- **Ejercicios para resolver**
**1)** Según la entrevista, ¿por qué Vicent le puso a su novela un título con la idea contradictoria de «Contra Paraíso»? Explícalo en una a tres oraciones.
**2)** Copia sin cambios el fragmento de la entrevista que empieza con "-Sí; las bombas" y sigue hasta "leer el libro?".
##### Texto original #####
Manuel Vicent es un espigado hombre de mundo muy amable y atento en las presentaciones; luego, cuando se encare al público para recitarle sus prosas (en estas fechas Vicent recorre las Universidades españolas con el espectáculo Taller de columnas y canciones, junto a Amancio Prada) se hará esfinge quieta en el escenario y fina estatua policromada; para entonces su semblante atendido por el salitre ya habrá estacionado sobre esa perilla blanca de cabra picassiana que, convenientemente recortada, le da un aire tan mefistofélico.

            Este valenciano que esculpe sin prisa columnas de bronce en un periódico de Madrid acaba de publicar Contra Paraíso, una novela que biografía sus primeros diez años de vida en Vilavella; también A favor del placer, una selección de sus columnas periodísticas.   

 

-Vayamos con Contra Paraíso. ¿Por qué el título?

-Yo iba a titularlo El libro de los cinco sentidos porque son unas memorias de infancia donde aparece el primer contacto con los elementos naturales. Puesto que todas las infancias se entrecruzan, cualquier lector se reconocerá allí. Para mí la infancia es el paraíso y el este del Edén el hecho de crecer, de hacerse mayor; como este paraíso mío radica en la posguerra, en la idea contradictoria del título quise dar a entender que aquello era paraíso al mismo tiempo que infierno.

-Ese infierno no fue percibido por usted entonces; cuenta en sus primeras páginas que las bombas eran de lo más divertidas.

-Sí; las bombas eran frutos naturales, frutos que daba la tierra, el monte. Estaban allí sustancialmente. Lo que sucede es que hay un despertar al castigo y la culpa que se va abriendo poco a poco en el libro, como un estado de la atmósfera. 

-¿Cómo se ha empezado a leer el libro?

-El otro día recibí carta de un amigo de aproximadamente mi edad; me aseguraba que a su hermano, veinte años más joven que él, le había parecido tremendamente divertido, y sin embargo a él le parecía tremendamente triste; porque lo había vivido, claro. La preposición `Contra` denuncia un paraíso que no lo era en realidad, aunque tuviera muchos elementos suyos: el placer, el despertar de la conciencia...

-Leemos en Vicent una sensualidad mediterránea, valenciana, de ilustres precedentes; ¿se siente cerca de Azorín, Miró o Gil-Albert?

-Esos autores y yo mismo estamos influidos por las mismas sensaciones, pero ellos no influyeron directamente en mí.

 Albert Camus me influye en las sensaciones del verano mediterráneo, y en otras, con sus libros de Argelia; también El moralista de André Gide; toda esa literatura francesa inmoralista de las sensaciones primeras me sugirió más que los autores que cita. He tenido un rechazo natural a Miró, porque ví que sus sensaciones eran tan parecidas a las mías... no he querido entrar en una despensa donde sé que están todos mis alimentos. En Azorín es distinto: leí casi todo lo suyo en mi adolescencia y le admiraba mucho como un constructor del lenguaje; sin embargo, no me interesan sus vivencias.
##### Filas #####
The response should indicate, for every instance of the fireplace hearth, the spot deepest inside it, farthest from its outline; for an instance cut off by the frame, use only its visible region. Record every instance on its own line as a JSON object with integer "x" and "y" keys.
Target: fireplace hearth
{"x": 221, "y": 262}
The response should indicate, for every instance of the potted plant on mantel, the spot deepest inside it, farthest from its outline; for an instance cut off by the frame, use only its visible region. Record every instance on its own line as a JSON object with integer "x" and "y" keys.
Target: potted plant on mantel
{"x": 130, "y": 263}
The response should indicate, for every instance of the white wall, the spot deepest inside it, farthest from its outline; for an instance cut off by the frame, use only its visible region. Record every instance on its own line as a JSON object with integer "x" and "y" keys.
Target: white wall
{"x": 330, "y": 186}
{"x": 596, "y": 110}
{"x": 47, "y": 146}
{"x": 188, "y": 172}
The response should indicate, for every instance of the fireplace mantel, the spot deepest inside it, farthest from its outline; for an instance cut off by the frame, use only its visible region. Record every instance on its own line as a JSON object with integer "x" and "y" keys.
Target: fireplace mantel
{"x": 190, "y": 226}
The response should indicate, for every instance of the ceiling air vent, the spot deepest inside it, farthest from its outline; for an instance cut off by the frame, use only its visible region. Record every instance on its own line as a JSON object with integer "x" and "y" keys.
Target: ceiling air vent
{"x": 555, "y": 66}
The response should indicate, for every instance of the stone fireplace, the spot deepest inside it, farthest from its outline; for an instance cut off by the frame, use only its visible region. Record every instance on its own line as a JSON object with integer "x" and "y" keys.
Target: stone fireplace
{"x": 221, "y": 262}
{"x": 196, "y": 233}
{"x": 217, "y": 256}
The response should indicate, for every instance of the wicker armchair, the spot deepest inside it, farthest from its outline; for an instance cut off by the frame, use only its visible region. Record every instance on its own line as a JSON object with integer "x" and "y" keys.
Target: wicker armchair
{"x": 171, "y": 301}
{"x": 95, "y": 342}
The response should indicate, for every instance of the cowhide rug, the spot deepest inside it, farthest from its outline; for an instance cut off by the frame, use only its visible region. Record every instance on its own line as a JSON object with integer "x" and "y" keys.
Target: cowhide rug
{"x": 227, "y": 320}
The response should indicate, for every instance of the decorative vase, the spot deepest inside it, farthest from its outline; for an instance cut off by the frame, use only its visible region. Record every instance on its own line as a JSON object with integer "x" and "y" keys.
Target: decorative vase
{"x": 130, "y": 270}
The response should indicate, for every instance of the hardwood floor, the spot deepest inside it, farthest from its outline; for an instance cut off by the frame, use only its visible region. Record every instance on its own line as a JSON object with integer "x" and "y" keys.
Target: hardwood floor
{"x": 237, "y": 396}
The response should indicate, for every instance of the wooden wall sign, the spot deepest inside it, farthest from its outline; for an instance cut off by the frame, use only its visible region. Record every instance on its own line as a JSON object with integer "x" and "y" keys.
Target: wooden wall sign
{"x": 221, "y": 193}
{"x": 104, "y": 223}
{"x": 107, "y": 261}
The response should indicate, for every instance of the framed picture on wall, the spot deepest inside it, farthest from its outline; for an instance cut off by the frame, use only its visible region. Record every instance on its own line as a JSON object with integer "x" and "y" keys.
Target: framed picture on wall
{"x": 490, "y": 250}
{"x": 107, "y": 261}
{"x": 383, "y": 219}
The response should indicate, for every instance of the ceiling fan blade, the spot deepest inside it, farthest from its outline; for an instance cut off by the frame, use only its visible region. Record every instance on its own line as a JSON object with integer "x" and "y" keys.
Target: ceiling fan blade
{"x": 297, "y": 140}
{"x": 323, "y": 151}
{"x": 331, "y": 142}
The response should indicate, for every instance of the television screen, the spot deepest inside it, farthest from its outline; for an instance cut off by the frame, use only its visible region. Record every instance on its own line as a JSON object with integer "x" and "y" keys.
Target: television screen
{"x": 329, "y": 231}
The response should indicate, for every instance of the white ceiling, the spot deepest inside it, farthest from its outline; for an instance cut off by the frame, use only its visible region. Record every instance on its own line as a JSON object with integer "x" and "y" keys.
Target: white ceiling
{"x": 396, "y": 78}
#####
- **Respuestas correctas**
**1)** Su paraíso de la infancia transcurrió en la posguerra, así que con la idea contradictoria del título quiso dar a entender que aquello fue a la vez paraíso e infierno. La preposición «Contra» denuncia un paraíso que en realidad no lo era, aunque tuviera muchos de sus elementos, como el placer y el despertar de la conciencia.

**2)**
-Sí; las bombas eran frutos naturales, frutos que daba la tierra, el monte. Estaban allí sustancialmente. Lo que sucede es que hay un despertar al castigo y la culpa que se va abriendo poco a poco en el libro, como un estado de la atmósfera. 

-¿Cómo se ha empezado a leer el libro?